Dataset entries
○ ○ ○ ○ ○ ○ ○
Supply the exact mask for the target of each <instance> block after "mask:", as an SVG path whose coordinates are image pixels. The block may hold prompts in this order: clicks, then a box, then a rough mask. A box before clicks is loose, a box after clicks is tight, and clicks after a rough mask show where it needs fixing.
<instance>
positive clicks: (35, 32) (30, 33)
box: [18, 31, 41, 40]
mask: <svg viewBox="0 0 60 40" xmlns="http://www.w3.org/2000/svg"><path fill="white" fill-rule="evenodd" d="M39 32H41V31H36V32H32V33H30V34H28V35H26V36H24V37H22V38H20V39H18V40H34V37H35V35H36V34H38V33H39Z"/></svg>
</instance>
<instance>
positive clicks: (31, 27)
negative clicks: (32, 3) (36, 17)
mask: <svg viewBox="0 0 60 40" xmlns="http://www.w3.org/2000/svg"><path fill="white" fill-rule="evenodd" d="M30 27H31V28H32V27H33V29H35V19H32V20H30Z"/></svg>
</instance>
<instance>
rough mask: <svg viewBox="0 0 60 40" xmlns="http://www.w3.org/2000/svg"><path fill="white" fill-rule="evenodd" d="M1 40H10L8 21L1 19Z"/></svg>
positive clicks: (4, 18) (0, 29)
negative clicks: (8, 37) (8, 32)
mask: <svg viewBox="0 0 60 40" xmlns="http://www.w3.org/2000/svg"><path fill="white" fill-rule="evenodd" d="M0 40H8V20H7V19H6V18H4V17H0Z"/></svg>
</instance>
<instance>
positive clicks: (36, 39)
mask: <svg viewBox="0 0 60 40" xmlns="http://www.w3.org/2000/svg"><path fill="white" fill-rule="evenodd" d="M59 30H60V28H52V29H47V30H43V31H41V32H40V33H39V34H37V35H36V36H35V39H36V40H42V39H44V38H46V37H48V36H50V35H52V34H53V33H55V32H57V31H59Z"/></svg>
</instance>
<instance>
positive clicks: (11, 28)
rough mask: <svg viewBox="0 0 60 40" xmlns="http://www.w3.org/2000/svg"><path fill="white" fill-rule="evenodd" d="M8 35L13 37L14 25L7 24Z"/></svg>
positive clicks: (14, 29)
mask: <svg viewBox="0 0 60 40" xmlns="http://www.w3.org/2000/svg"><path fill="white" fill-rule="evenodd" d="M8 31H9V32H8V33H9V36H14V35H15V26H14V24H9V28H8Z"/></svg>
○ ○ ○ ○ ○ ○ ○
→ **WHAT YOU SHOULD DO**:
The answer must be the full data, repeated word for word.

→ **RESPONSE TO THIS TASK**:
Supply the exact mask for the target of each <instance> block after "mask:", as an SVG path whose coordinates are image pixels. The block may hold prompts in this order: clicks, then a box, then a rough mask. A box before clicks is loose, a box after clicks is tight, and clicks after a rough mask show where it needs fixing.
<instance>
positive clicks: (35, 32) (30, 33)
box: [18, 31, 41, 40]
mask: <svg viewBox="0 0 60 40" xmlns="http://www.w3.org/2000/svg"><path fill="white" fill-rule="evenodd" d="M39 32H41V31H36V32H32V33H30V34H28V35H26V36H24V37H22V38H20V39H18V40H34V37H35V35H36V34H38V33H39Z"/></svg>
</instance>
<instance>
positive clicks: (31, 27)
negative clicks: (32, 3) (36, 17)
mask: <svg viewBox="0 0 60 40" xmlns="http://www.w3.org/2000/svg"><path fill="white" fill-rule="evenodd" d="M30 27H31V28H32V27H33V29H35V19H32V20H30Z"/></svg>
</instance>
<instance>
rough mask: <svg viewBox="0 0 60 40" xmlns="http://www.w3.org/2000/svg"><path fill="white" fill-rule="evenodd" d="M1 40H10L8 21L1 19Z"/></svg>
positive clicks: (4, 18) (0, 29)
negative clicks: (8, 37) (8, 32)
mask: <svg viewBox="0 0 60 40" xmlns="http://www.w3.org/2000/svg"><path fill="white" fill-rule="evenodd" d="M0 40H8V20H7V19H6V18H4V17H0Z"/></svg>
</instance>
<instance>
positive clicks: (36, 39)
mask: <svg viewBox="0 0 60 40" xmlns="http://www.w3.org/2000/svg"><path fill="white" fill-rule="evenodd" d="M59 30H60V28H52V29H47V30H43V31H41V32H40V33H39V34H37V35H36V36H35V39H36V40H42V39H44V38H46V37H48V36H50V35H52V34H53V33H55V32H57V31H59Z"/></svg>
</instance>
<instance>
positive clicks: (11, 28)
rough mask: <svg viewBox="0 0 60 40" xmlns="http://www.w3.org/2000/svg"><path fill="white" fill-rule="evenodd" d="M8 35L13 37L14 25L7 24Z"/></svg>
positive clicks: (14, 29)
mask: <svg viewBox="0 0 60 40" xmlns="http://www.w3.org/2000/svg"><path fill="white" fill-rule="evenodd" d="M8 31H9V32H8V33H9V36H14V35H15V26H14V24H9V28H8Z"/></svg>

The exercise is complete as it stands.